◆ **WHAT TO WORK ON**:
Lines from the one containing "Phrase: black t-shirt" through the final line of the records are the only ones to copy, and each must match exactly.

◆ **DATA SUPPLIED**:
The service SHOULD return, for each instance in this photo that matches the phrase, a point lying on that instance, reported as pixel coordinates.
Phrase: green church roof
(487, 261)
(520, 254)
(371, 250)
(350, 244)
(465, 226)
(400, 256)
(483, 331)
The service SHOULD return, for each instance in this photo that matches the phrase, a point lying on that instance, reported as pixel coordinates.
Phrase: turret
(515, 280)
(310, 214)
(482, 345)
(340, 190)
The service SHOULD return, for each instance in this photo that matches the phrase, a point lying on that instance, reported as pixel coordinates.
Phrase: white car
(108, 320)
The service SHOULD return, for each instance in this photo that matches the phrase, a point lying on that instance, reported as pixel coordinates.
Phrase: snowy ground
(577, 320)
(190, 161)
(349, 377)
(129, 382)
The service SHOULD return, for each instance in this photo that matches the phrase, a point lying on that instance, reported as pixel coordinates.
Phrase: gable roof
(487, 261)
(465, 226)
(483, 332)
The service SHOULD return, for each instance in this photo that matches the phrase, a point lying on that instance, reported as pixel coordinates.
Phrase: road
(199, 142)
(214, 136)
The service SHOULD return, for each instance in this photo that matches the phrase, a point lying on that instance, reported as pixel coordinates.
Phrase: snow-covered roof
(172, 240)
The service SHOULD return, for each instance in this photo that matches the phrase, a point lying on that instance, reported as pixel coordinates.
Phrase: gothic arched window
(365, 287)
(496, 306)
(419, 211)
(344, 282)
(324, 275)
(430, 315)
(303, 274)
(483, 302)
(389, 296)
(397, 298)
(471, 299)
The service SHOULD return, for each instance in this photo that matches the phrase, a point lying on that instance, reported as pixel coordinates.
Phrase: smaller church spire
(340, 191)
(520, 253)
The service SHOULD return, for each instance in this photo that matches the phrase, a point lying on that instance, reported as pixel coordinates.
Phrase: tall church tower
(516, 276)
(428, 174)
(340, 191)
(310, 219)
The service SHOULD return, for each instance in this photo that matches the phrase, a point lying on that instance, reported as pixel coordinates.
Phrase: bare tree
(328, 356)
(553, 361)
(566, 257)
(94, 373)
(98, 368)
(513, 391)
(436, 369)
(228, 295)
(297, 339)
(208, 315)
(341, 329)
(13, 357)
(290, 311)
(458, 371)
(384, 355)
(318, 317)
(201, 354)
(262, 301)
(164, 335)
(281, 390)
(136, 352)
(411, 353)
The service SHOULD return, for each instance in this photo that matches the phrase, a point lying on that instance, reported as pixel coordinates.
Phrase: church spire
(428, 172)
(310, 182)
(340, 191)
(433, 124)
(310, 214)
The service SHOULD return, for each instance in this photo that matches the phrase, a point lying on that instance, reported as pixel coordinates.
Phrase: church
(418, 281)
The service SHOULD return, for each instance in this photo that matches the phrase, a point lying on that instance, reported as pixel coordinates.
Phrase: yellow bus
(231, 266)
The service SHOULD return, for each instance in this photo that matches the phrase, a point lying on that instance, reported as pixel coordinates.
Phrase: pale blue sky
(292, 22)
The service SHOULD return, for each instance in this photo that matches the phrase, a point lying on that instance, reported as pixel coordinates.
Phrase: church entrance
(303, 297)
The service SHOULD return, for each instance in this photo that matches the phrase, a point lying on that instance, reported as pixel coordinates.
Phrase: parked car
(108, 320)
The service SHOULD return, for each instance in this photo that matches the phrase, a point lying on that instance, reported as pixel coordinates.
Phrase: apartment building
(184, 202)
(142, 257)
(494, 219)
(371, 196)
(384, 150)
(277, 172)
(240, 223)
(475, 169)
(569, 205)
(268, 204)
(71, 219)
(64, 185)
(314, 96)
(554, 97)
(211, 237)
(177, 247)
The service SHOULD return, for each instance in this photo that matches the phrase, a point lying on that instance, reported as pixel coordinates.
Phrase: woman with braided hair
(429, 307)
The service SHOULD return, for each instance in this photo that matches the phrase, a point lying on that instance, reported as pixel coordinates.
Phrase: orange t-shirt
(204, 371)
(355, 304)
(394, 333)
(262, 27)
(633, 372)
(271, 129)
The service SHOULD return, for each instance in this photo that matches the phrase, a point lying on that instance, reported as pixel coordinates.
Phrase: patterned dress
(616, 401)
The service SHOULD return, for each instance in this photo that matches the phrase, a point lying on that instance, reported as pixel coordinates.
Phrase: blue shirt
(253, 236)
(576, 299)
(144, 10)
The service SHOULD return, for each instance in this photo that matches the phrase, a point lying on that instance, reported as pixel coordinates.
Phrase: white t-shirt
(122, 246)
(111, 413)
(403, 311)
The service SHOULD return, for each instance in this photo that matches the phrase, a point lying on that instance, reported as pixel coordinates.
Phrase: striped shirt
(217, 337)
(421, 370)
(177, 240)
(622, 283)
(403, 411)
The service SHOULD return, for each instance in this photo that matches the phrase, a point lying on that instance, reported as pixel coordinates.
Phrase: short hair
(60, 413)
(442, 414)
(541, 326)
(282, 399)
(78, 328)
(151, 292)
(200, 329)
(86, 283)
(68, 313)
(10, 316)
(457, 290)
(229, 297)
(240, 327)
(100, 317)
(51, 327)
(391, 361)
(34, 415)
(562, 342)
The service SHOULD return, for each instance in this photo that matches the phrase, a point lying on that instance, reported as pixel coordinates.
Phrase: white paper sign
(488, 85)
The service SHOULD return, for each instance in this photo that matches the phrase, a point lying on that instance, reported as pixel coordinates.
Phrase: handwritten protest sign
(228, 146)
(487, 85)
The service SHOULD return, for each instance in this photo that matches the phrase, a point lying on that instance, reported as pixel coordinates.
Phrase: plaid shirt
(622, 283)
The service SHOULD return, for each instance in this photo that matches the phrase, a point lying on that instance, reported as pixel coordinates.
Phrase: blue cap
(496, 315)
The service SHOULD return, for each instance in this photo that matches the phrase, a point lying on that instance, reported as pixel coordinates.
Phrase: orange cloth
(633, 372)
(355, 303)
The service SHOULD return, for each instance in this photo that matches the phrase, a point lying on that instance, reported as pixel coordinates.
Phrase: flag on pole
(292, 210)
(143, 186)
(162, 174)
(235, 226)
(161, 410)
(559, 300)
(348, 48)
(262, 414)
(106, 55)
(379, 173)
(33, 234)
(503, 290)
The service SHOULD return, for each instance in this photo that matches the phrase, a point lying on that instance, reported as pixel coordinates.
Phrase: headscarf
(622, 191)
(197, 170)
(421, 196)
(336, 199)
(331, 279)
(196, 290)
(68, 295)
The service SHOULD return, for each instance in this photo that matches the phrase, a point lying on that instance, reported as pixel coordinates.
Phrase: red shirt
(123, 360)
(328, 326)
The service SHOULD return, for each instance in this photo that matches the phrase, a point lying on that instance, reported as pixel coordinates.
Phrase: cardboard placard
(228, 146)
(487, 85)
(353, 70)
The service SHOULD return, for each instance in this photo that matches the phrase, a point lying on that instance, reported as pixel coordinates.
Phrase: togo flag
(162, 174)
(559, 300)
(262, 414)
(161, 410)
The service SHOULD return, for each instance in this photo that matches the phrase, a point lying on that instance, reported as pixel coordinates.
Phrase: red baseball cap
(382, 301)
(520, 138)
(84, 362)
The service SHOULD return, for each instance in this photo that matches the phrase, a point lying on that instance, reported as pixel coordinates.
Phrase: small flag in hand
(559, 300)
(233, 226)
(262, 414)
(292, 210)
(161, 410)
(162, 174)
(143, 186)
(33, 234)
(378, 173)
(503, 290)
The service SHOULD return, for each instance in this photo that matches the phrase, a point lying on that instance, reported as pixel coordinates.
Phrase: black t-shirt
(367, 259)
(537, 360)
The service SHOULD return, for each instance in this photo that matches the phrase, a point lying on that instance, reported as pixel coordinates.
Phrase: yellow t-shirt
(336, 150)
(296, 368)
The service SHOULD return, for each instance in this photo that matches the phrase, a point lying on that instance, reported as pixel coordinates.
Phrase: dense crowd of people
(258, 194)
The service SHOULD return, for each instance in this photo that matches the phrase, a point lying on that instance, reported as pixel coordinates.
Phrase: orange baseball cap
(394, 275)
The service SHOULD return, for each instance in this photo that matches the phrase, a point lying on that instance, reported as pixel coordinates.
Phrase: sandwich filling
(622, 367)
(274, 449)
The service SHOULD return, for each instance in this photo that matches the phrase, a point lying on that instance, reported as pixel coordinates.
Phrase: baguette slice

◆ **SOLUTION**:
Phrase: black t-shirt
(367, 259)
(537, 360)
The service SHOULD return, for each instance in this photo that matches the phrase, a point lying on that instance, reported as pixel coordinates.
Phrase: yellow t-shirt
(336, 150)
(296, 368)
The service SHOULD return, for each instance in this photo that matches the phrase, a point lying on that instance, reported as pixel coordinates.
Phrase: dense crowd of people
(258, 194)
The service SHOULD return, for each instance in this photo that matches the phrase, a point lying on that instance, reported as pixel coordinates.
Phrase: orange baseball cap
(394, 275)
The service SHOULD return, for each instance in this photo that matches the phrase, a point lying on that instance, reported as pixel coordinates.
Phrase: sandwich filling
(622, 367)
(274, 449)
The service SHOULD return, for each instance in this photo that matches the phrase, a point lying on that instance, reported as pixel coordinates.
Phrase: baguette slice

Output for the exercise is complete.